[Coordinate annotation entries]
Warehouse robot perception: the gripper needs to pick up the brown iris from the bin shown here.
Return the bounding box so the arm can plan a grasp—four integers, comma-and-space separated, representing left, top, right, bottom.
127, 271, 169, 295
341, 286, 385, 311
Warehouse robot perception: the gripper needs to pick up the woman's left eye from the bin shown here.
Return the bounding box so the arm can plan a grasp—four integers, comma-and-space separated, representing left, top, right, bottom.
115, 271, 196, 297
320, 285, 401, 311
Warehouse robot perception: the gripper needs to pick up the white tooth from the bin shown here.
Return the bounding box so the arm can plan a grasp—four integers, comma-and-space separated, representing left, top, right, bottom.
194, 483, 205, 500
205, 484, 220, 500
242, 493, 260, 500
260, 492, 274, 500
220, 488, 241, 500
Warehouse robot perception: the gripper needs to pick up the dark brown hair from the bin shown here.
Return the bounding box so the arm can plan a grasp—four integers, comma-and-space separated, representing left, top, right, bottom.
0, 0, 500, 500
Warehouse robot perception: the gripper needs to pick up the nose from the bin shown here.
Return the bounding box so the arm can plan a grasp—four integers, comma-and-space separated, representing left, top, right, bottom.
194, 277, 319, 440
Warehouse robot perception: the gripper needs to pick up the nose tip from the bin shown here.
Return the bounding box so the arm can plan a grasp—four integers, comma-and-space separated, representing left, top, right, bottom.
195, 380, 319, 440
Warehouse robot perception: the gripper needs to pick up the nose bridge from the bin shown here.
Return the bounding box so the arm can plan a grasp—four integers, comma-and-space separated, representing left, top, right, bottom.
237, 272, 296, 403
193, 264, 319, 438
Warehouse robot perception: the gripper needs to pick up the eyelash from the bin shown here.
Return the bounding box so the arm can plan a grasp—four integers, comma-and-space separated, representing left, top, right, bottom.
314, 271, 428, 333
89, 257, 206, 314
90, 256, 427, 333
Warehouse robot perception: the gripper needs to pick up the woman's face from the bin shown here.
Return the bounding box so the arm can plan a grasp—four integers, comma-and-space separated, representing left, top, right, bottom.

• _Aim of the exercise_
Express the rows from the line containing "eye from the bin shown here." through the line containing "320, 285, 401, 311" as a JSON list of strings, one per line, leaving out blank lines.

• _Worked solution_
[
  "Warehouse robot perception: the gripper needs to pick up the woman's left eye from the bin shown here.",
  "Return the bounding box so the arm can plan a grasp—four integers, comma-and-space separated, representing left, top, right, bottom.",
  "115, 271, 196, 297",
  "320, 285, 401, 311"
]